What you are asked to do — The answer must consist of every line in the data that contains "spot".

Provided material —
......
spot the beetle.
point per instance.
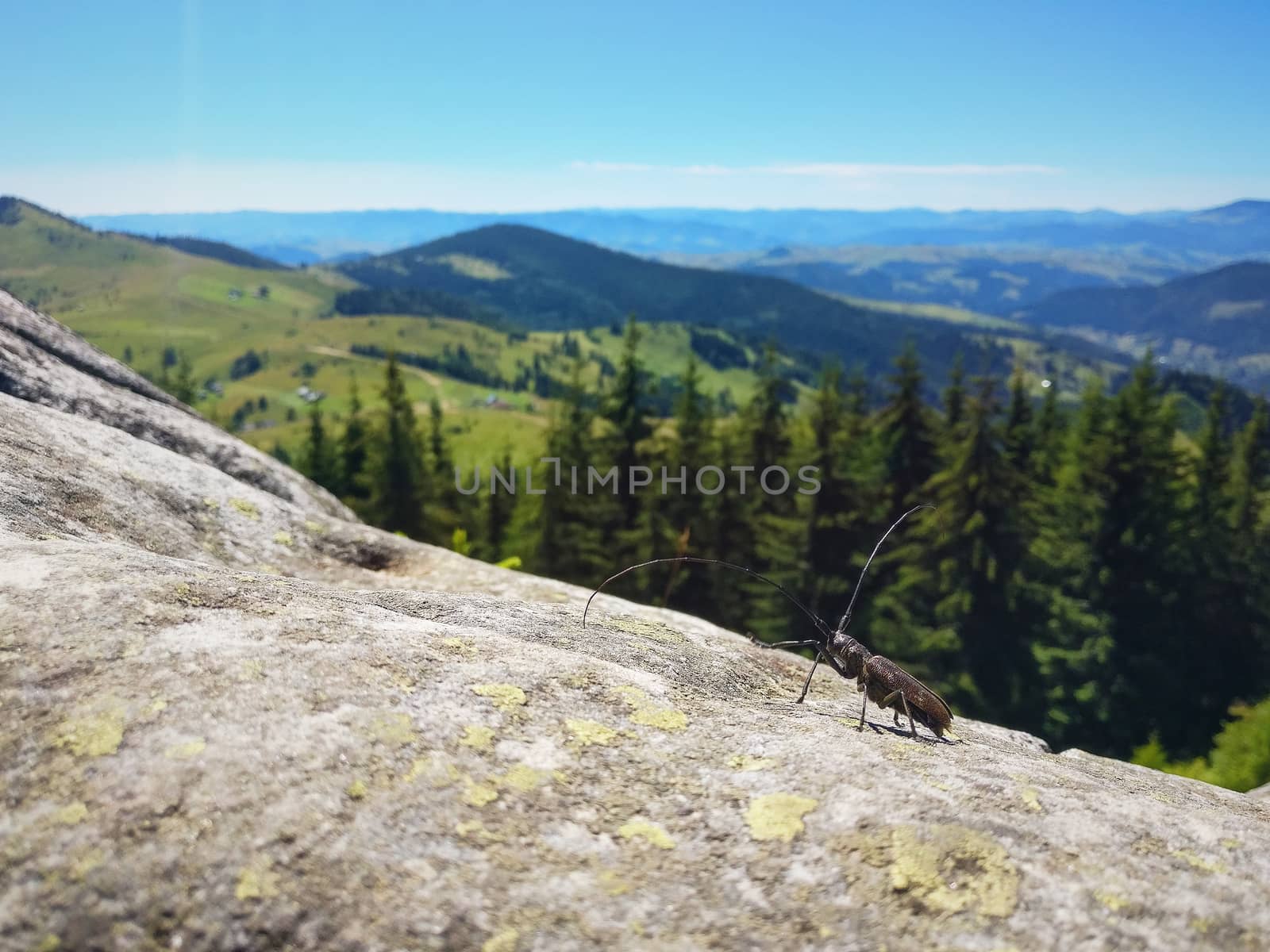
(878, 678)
......
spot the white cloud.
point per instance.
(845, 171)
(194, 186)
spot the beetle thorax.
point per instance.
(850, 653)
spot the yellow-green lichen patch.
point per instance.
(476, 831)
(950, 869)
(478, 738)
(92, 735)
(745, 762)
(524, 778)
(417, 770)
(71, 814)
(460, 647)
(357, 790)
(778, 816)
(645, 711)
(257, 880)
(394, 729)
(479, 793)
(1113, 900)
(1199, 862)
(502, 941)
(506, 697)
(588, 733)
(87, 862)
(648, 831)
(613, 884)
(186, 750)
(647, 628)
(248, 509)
......
Written answer —
spot the beetle.
spot the white cloud.
spot the beetle thorax.
spot the yellow-green lichen patch.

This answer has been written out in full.